== Written problem 1 ==
In the agent reliability text, what four tools does StudyCoach have?
== Written problem 2 ==
Pick up the agent reliability text after its final sentence and carry it on.

== Source extract ==
A human reviewer approved 98% of an agent's proposed actions over four months without rejecting a single one. An independent observer argues this proves the agent is highly reliable. A reliability engineer disagrees. Who is correct and why?

A monitoring system alerts that an agent's average step count per task has increased from 4.2 to 11.8 over the past 48 hours, while task success rate has dropped from 89% to 74%. Which failure mode should the reliability engineer investigate first?

A company skips shadow mode and deploys their new agent directly to 10% of production traffic, arguing that their eval set has 300 cases and an 88% pass rate is sufficient evidence for a live rollout. What is the most significant risk they are accepting?

Synthesis: Build a Reliability Stack

Design a Complete Reliability Stack

  1. You have been hired as the reliability lead for a new agent deployment. The agent — called StudyCoach — is designed for high school students. Given a student's course schedule, assignment list, and self-reported study hours, StudyCoach: generates a personalized weekly study plan, sends reminder messages via the school's messaging system, and updates the student's study log in the school's learning management system (LMS) as tasks are completed.
  2. StudyCoach has four tools: read_student_profile(student_id), send_message(student_id, message_text), update_lms_record(student_id, record_type, data), and generate_study_plan(profile_data).
  3. Your job is to design the complete reliability stack before this agent goes live. Produce a written reliability plan covering all five pillars of this module.
  4. PILLAR 1 — FAILURE MODE DEFENSE
  5. For each of the four failure modes, describe: (a) the specific way it could manifest in StudyCoach, and (b) one concrete technical countermeasure that would prevent or detect it.
  6. PILLAR 2 — EVALUATION FRAMEWORK
  7. Design a 12-task eval set for StudyCoach. List each task (4 typical, 3 edge, 3 adversarial, 2 regression based on plausible bugs), its success criteria, and whether success can be verified programmatically or requires human judgment. Choose your top 6 tasks for the fast suite and explain why.

== Recorded data ==
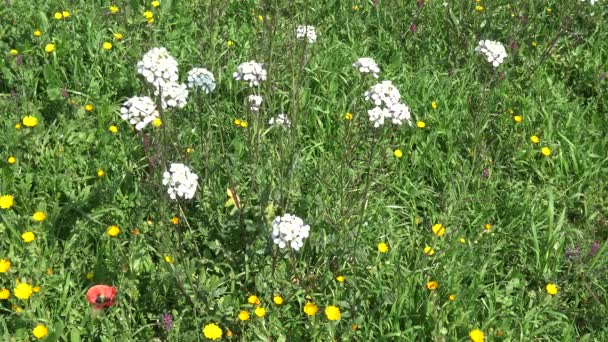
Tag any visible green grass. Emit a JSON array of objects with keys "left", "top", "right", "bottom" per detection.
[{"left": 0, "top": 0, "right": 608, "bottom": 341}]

== Response 1 ==
read_student_profile(student_id), send_message(student_id, message_text), update_lms_record(student_id, record_type, data), and generate_study_plan(profile_data).

== Response 2 ==
  8. PILLAR 3 — GUARDRAIL STACK
  9. Design at least four guardrails across input, output, and infrastructure layers. For each, specify the layer, what it checks or blocks, the threat it mitigates, and whether it is automated or requires a human confirmation step.
  10. PILLAR 4 — HUMAN OVERSIGHT DESIGN
  11. StudyCoach will send up to 5 messages per student per week. Design the oversight model: which actions require explicit student (or parent) approval, which can run autonomously, and what the approval gate looks like for the highest-stakes action. Propose one countermeasure against automation bias.
  12. PILLAR 5 — DEPLOYMENT PLAN
  13. Write a three-stage deployment plan for StudyCoach, beginning with shadow mode. For each stage: the scope of deployment, the actions authorized, the advancement criteria (specific metrics), the rollback trigger, and the minimum observability infrastructure required at that stage.
  14. FINAL DELIVERABLE: Write a one-paragraph executive summary of your reliability plan — what are the three greatest risks in this deployment, and how does your plan address each one? This paragraph should be understandable to a school administrator with no technical background.